→ **DATA LINES**
::::

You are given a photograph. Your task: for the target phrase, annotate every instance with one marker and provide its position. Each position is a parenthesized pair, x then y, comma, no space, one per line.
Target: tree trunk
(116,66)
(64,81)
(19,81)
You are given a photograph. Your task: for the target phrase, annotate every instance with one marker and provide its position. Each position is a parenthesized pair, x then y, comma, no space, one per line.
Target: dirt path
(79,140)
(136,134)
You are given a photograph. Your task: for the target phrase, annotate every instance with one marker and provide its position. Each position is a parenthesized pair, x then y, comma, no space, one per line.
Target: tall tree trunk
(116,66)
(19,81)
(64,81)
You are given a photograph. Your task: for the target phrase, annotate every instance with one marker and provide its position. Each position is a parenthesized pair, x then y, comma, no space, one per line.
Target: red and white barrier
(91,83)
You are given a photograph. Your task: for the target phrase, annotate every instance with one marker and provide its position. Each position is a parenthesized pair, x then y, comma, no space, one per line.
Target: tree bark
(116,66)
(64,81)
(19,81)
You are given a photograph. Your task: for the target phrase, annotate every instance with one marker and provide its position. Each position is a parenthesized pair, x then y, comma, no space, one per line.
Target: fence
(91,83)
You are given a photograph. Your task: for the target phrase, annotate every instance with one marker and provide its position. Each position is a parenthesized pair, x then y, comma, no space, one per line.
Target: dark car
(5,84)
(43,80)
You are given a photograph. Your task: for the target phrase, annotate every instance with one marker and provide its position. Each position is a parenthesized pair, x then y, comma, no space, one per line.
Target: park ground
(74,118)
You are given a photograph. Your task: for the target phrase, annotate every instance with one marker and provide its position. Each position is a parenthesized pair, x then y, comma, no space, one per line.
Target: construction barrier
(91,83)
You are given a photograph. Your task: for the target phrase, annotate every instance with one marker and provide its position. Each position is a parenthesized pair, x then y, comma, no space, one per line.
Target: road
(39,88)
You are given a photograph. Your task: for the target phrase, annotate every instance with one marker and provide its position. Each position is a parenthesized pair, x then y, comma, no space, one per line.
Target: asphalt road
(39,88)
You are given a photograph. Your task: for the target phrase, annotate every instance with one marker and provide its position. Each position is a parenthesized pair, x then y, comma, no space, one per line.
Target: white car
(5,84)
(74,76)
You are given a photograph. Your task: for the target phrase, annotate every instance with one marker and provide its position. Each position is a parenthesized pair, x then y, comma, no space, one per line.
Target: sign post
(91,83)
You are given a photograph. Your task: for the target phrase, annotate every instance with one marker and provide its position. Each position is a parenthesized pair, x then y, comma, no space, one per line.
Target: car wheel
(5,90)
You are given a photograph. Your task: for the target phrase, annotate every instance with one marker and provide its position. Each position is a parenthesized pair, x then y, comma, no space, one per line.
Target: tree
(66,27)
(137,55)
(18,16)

::::

→ **TASK DIRECTIONS**
Filter the material above down to every line containing the word "barrier", copying each such line in full. Case counts.

→ **RESPONSE TO THE EXERCISE**
Target: red and white barrier
Target: construction barrier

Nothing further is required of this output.